--- YOUR OBJECTIVE ---
Return every line of the material below that contains the word "flower", copied without changes.

# START OF THE DATA

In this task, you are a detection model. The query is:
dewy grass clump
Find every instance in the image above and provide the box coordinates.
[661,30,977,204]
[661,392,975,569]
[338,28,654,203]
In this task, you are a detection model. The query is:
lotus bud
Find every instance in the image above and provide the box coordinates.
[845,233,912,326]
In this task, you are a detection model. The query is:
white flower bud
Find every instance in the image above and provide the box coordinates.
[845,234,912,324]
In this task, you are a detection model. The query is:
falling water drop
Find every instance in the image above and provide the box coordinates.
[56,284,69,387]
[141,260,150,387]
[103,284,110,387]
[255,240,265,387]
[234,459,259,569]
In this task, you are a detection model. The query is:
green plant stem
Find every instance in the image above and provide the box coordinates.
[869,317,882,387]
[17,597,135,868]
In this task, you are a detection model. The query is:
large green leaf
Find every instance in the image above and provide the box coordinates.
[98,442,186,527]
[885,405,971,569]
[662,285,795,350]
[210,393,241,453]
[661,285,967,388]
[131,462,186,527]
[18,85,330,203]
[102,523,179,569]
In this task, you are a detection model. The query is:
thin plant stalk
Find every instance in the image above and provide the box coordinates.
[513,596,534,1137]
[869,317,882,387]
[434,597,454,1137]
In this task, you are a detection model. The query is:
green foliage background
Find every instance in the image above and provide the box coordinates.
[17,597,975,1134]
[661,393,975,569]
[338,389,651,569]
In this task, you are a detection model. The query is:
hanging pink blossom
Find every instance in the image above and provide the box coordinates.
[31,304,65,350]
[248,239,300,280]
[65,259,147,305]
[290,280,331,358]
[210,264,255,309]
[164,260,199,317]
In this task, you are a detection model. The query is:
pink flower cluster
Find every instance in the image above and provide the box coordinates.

# END OF THE DATA
# START OF THE DATA

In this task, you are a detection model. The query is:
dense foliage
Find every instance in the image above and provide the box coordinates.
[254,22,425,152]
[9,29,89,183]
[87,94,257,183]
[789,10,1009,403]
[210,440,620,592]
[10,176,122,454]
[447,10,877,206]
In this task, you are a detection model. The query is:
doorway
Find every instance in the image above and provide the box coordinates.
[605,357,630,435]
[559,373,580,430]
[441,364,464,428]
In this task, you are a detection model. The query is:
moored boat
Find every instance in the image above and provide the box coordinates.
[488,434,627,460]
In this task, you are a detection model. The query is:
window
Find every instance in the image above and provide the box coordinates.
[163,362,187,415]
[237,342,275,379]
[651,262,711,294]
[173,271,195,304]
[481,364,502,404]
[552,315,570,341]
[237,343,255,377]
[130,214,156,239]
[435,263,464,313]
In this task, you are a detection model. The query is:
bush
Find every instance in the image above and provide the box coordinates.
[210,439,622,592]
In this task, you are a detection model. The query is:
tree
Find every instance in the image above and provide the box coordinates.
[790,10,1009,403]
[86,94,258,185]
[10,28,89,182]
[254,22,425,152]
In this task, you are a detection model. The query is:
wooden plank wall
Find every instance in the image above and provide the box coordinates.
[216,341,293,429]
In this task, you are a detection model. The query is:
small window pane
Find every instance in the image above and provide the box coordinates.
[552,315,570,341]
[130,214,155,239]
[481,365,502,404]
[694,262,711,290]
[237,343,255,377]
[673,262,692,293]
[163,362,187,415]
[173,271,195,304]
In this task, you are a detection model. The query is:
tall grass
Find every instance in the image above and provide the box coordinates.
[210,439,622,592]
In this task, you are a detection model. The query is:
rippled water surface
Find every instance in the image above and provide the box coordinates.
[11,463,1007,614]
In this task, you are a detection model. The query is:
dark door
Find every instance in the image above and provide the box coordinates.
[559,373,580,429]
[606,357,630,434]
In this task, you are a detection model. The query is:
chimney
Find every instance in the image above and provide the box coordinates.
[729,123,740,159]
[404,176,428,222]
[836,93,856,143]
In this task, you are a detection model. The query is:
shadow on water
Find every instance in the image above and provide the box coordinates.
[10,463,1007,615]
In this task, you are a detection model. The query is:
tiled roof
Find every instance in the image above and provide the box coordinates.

# END OF THE DATA
# START OF THE DATA

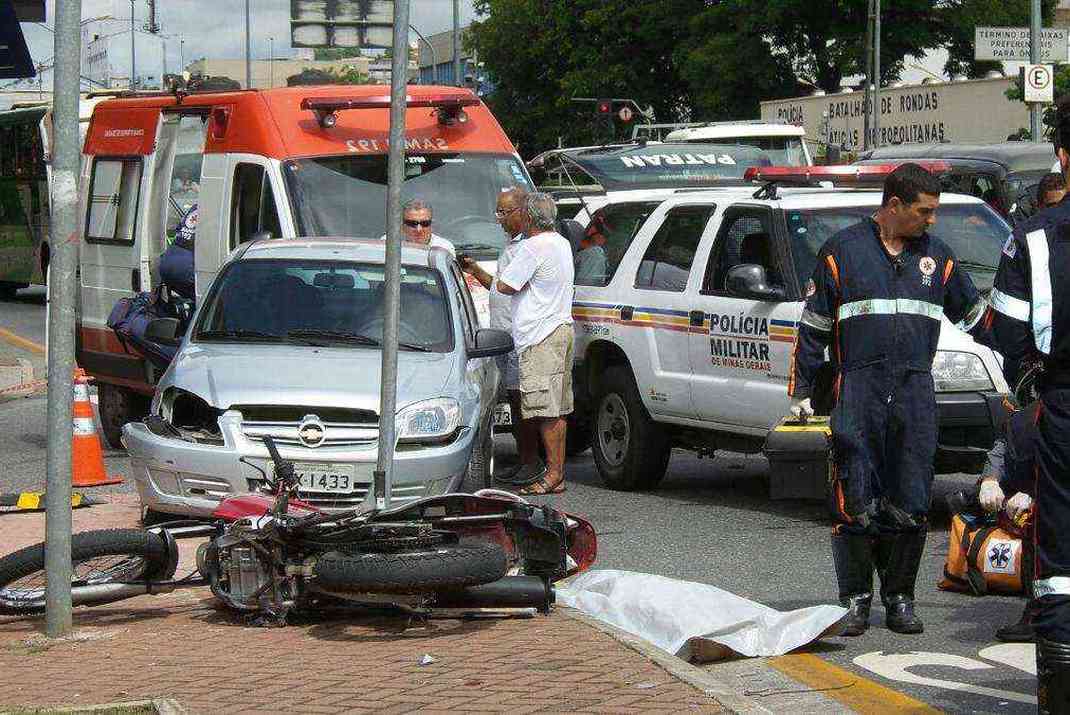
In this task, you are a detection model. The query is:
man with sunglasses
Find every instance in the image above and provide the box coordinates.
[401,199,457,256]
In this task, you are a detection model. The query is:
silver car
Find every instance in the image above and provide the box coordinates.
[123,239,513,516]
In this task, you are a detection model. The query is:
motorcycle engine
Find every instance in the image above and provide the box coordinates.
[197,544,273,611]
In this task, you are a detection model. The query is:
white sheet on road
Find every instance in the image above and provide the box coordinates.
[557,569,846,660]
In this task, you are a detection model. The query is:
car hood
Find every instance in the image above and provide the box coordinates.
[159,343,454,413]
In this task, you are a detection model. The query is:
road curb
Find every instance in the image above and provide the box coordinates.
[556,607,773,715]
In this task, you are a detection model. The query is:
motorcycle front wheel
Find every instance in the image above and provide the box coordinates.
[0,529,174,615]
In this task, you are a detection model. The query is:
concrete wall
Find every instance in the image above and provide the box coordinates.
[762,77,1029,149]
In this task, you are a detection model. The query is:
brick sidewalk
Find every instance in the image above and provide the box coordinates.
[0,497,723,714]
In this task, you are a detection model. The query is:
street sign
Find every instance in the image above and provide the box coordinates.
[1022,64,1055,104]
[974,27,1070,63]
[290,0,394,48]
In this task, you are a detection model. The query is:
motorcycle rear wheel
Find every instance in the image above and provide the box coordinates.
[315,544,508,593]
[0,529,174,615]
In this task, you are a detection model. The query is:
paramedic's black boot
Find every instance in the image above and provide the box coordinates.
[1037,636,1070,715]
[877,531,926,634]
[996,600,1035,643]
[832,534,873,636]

# END OF THE DATA

--- WORKED ANSWER ---
white flower bud
pink flower cluster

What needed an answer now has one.